_What you will do_
Count the lines in the records below that contain the string "palm", treating case as significant, and reply with the number only.

(Rows from a pointing dataset)
"""
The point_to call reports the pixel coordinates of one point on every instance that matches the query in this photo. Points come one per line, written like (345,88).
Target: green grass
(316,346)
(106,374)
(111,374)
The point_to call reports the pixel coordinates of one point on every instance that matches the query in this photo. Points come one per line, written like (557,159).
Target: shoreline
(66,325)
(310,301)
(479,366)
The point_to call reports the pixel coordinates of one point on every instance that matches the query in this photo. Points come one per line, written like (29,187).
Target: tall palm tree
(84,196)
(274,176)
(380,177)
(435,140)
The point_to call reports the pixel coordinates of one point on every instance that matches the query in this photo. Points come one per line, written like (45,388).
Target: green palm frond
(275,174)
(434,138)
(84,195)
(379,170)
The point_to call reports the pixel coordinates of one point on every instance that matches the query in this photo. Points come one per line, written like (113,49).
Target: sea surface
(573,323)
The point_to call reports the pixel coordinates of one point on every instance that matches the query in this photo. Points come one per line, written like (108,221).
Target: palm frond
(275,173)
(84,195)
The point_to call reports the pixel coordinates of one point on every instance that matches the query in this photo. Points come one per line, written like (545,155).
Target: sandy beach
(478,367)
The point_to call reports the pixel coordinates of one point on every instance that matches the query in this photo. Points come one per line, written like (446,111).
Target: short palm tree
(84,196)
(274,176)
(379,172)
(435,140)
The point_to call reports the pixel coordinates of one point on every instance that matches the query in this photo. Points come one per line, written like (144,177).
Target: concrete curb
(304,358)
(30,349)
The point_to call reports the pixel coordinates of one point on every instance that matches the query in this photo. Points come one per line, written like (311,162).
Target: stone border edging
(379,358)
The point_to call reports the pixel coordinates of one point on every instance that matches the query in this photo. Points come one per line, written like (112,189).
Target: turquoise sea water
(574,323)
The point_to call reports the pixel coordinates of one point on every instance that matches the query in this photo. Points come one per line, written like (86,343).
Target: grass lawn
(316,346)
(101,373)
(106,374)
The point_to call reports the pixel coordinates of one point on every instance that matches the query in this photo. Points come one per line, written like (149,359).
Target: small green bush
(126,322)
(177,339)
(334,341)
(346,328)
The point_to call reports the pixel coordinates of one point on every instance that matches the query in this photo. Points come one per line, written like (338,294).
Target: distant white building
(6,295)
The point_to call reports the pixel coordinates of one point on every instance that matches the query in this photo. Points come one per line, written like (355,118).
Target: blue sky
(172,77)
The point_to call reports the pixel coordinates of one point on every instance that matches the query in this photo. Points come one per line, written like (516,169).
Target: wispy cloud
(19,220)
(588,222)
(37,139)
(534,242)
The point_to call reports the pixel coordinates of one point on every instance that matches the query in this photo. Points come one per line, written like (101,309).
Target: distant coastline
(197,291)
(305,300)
"""
"""
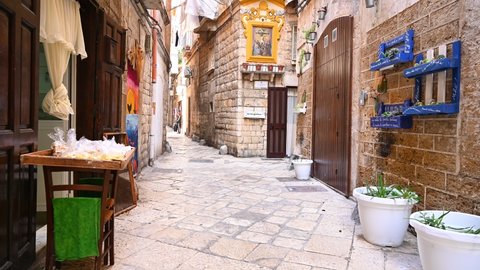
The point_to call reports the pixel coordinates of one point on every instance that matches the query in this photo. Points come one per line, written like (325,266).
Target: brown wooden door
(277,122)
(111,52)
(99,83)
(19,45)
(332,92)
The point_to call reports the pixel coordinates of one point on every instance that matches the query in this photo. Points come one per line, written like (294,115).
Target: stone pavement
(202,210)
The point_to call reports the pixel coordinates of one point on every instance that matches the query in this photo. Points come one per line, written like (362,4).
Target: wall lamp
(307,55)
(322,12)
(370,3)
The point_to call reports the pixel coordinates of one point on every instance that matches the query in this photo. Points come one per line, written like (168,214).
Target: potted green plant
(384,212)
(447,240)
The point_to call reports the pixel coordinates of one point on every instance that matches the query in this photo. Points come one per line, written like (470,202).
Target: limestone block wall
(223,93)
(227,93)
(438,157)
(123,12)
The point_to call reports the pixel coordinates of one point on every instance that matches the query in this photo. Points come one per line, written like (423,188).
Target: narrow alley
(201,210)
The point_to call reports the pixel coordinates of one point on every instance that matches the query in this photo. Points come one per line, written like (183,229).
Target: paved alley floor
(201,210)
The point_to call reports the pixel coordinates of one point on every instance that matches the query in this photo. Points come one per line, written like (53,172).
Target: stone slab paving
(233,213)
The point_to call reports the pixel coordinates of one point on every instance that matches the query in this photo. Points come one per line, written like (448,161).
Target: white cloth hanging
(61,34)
"""
_Correct result_
4